TO DO:
1. Answer these questions from the Date::Easy post.
(a) Which update was the last one before this addendum?
(b) On what date did a number of unit tests for Date::Easy start failing?
(c) What name does Slaven Rezić use on GitHub?
2. Copy out verbatim the lines of the records that start with the line containing "Please put a dot on every instance of the terracotta" and go on through the line containing "<point>231,200</point>", with both of those lines included.

QUOTED TEXT:
------------------------------

Buddy Burden

[This is an addendum post to a series.  You may want to begin at the beginning.  The last update was update #2.

IMPORTANT NOTE! When I provide you links to code on GitHub, I’m giving you links to particular commits.  This allows me to show you the code as it was at the time the blog post was written and insures that the code references will make sense in the context of this post.  Just be aware that the latest version of the code may be very different.]

In case you missed my talk on Date::Easy from a couple years back, I’ll sum it up for you: dates are hard, y’all.

On January 1st of 2019, a bunch of unit tests for Date::Easy started failing.  It was immediately reported, of course—and can I pause here just a moment to thank Slaven Rezić (SREZIC on CPAN and eserte on GitHub), who is surely the most awesome bug reporter ever?  Date::Easy is definitely a better module for his reports, and I’ve seen him reporting bugs for many others as well.  Anyhow, as I dug into the suddenly failing tests—tests which begin failing even though you didn’t change any code are just a side-effect of writing a date-handling module—I figured out what was wrong.  Happily, it wasn’t a problem with the module, which was still returning correct values, but rather with the unit tests themselves.

------------------------------

PROVIDED INFORMATION:
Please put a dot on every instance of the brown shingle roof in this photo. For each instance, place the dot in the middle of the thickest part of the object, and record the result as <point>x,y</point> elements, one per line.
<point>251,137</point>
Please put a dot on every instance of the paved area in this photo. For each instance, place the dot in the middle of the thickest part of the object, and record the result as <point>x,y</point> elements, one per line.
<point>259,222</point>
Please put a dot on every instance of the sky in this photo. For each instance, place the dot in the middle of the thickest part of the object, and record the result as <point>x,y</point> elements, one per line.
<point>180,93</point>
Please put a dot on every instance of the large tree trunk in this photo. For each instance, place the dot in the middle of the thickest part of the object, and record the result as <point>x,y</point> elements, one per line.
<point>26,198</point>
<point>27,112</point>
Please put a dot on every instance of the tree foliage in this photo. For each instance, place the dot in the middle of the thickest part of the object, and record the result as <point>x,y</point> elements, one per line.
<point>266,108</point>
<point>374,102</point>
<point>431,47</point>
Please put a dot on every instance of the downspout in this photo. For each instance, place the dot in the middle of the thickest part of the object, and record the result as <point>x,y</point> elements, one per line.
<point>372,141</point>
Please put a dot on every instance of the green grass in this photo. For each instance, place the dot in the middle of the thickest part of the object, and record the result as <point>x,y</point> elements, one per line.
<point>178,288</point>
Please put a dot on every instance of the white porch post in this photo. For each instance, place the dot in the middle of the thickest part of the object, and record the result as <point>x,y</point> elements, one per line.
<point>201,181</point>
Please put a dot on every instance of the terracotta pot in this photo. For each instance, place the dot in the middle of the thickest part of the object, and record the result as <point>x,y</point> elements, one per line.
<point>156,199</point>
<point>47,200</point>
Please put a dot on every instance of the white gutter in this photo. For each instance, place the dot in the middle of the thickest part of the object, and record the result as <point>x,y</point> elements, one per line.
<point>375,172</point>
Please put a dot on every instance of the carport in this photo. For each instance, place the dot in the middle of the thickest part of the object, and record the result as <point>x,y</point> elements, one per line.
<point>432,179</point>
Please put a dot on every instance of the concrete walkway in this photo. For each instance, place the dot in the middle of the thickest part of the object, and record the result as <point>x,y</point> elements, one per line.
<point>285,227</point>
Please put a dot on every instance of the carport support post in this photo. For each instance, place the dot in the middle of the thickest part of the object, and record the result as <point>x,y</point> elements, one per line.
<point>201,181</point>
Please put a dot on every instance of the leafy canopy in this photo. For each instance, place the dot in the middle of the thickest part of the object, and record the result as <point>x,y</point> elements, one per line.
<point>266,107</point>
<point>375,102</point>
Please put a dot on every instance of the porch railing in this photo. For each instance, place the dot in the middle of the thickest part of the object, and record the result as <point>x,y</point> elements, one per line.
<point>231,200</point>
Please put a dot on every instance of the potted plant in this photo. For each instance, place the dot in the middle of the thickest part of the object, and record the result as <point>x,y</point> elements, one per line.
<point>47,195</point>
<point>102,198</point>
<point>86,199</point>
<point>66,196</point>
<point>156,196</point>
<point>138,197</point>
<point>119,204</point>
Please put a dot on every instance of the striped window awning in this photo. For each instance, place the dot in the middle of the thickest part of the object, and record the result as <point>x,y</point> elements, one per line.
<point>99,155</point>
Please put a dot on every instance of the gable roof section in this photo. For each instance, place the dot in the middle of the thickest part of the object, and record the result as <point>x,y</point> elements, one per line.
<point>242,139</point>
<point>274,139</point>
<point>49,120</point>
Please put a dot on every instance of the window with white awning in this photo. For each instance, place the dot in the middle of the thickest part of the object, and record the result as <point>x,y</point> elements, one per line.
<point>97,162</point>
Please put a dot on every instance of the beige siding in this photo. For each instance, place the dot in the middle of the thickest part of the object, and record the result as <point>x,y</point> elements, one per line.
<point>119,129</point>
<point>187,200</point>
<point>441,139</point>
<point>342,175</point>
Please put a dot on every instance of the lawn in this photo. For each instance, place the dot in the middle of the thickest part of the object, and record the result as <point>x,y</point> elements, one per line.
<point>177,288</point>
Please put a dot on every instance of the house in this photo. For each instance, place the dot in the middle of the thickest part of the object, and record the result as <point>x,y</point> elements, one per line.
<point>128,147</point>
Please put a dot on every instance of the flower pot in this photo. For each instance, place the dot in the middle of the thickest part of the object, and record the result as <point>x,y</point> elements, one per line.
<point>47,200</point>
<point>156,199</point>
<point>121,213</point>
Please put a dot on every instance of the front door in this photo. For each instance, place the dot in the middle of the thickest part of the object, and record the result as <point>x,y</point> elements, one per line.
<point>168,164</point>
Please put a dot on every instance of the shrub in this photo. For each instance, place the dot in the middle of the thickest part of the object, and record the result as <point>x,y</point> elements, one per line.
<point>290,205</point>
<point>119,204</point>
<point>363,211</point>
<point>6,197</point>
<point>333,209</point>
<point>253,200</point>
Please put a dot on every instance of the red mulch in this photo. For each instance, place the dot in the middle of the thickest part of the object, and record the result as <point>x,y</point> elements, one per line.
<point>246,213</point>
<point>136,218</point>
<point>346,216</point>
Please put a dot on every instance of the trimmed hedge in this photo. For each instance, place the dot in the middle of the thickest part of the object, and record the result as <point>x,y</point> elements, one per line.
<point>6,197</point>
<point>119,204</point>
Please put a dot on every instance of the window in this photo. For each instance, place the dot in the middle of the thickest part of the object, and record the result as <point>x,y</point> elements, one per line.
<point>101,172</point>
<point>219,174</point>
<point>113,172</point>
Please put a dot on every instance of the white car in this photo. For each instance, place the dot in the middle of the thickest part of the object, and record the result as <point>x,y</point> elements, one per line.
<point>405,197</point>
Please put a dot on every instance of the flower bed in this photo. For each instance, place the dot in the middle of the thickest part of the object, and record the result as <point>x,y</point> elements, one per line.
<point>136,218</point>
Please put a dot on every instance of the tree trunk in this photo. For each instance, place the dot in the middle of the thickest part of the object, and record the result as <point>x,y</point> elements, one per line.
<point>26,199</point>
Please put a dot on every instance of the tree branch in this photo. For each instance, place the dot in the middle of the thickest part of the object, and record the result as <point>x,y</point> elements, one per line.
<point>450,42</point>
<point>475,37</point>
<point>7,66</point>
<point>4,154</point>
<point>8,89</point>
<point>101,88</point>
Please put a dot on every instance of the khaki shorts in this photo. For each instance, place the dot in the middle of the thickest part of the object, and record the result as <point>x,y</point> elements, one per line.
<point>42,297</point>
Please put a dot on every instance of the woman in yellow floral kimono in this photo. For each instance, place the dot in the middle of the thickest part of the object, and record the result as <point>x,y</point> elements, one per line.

------------------------------

RESPONSES IN ORDER:
1.
(a) Update #2
(b) January 1st of 2019
(c) eserte

2.
Please put a dot on every instance of the terracotta pot in this photo. For each instance, place the dot in the middle of the thickest part of the object, and record the result as <point>x,y</point> elements, one per line.
<point>156,199</point>
<point>47,200</point>
Please put a dot on every instance of the white gutter in this photo. For each instance, place the dot in the middle of the thickest part of the object, and record the result as <point>x,y</point> elements, one per line.
<point>375,172</point>
Please put a dot on every instance of the carport in this photo. For each instance, place the dot in the middle of the thickest part of the object, and record the result as <point>x,y</point> elements, one per line.
<point>432,179</point>
Please put a dot on every instance of the concrete walkway in this photo. For each instance, place the dot in the middle of the thickest part of the object, and record the result as <point>x,y</point> elements, one per line.
<point>285,227</point>
Please put a dot on every instance of the carport support post in this photo. For each instance, place the dot in the middle of the thickest part of the object, and record the result as <point>x,y</point> elements, one per line.
<point>201,181</point>
Please put a dot on every instance of the leafy canopy in this photo. For each instance, place the dot in the middle of the thickest part of the object, and record the result as <point>x,y</point> elements, one per line.
<point>266,107</point>
<point>375,102</point>
Please put a dot on every instance of the porch railing in this photo. For each instance, place the dot in the middle of the thickest part of the object, and record the result as <point>x,y</point> elements, one per line.
<point>231,200</point>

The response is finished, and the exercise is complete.